EXCERPT PROVIDED:

A key aspect that needs to be reviewed and (re-)considered in contracts is the apportionment of additional risks and costs as a result of Brexit. These can be caused by border delays, shortage of supplies, additional export/import controls and new documentation requirements. The changes and additional requirements regarding the modalities for the submission of documents and licenses, customs, VAT and import-turnover tax will give rise to long-term costs.

The UK will introduce its own procedures in steps, for instance accepting the CE marking for some time, but requiring as soon as possible a new UKCA (UK Conformity Assessed) sign to be used on imported products.

In addition, in the case of territorial limitations or industrial property rights, you must verify whether the contract still includes the UK after Brexit. If this is not the case, an evaluation should be performed as to whether it is appropriate to adapt the contract in question.

In most cases, the risks associated with Brexit have not been calculated and taken into account, nor have the attributions or sharing of responsibilities for new risks been agreed on and set out in the contract. Rarely will it be possible to terminate a contract because the implicit basis of the contract no longer exists (which can lead to an adaptation of the contract under German law) or for "frustration" (which can lead to termination of a contract under British law).

Irrespective of the conclusion of a free trade agreement, a company should:

  • Identify the most important contracts (as deemed necessary for manufacturing and supply chains).
  • Review the distribution of costs and the attribution of responsibilities for risks, taking into account the applicable law.
  • In particular, review the distribution of additional costs and the allocation of responsibilities for risks arising from delays, supplementary services, new or modified approvals required (safety and certification standards) and for the impossibility to fulfil a contract.

RECORD SET:
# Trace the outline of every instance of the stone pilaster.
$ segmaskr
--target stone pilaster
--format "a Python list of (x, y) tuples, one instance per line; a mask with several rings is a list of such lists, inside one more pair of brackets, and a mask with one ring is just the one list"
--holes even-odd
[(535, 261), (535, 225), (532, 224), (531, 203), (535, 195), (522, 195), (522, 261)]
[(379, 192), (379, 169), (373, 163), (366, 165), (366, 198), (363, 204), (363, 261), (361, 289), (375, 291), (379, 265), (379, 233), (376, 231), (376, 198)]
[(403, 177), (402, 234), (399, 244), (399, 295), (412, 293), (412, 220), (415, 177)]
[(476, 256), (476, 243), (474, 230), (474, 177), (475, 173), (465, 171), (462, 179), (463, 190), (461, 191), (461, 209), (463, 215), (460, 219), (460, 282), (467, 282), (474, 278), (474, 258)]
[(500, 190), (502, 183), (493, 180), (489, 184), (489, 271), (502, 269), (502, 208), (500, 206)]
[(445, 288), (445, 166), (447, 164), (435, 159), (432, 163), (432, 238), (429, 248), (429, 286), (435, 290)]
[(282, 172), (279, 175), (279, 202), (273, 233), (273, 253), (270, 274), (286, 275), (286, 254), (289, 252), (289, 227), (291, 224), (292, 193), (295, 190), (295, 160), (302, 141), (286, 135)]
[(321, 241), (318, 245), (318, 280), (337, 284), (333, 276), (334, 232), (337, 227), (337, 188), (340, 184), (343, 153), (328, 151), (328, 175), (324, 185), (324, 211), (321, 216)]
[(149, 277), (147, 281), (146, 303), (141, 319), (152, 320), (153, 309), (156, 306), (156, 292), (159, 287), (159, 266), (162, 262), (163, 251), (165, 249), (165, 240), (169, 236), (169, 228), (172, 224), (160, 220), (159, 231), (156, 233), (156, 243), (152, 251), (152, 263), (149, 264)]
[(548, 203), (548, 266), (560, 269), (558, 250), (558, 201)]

QUESTIONS TO ANSWER:
1) According to the excerpt on Brexit and contracts, what does the abbreviation UKCA stand for?
2) Repeat verbatim the portion of the excerpt on Brexit and contracts from "In most cases, the" to "and supply chains).".

RESPONSES BY ITEM NUMBER:
1) UK Conformity Assessed

2)
In most cases, the risks associated with Brexit have not been calculated and taken into account, nor have the attributions or sharing of responsibilities for new risks been agreed on and set out in the contract. Rarely will it be possible to terminate a contract because the implicit basis of the contract no longer exists (which can lead to an adaptation of the contract under German law) or for "frustration" (which can lead to termination of a contract under British law).

Irrespective of the conclusion of a free trade agreement, a company should:

  • Identify the most important contracts (as deemed necessary for manufacturing and supply chains).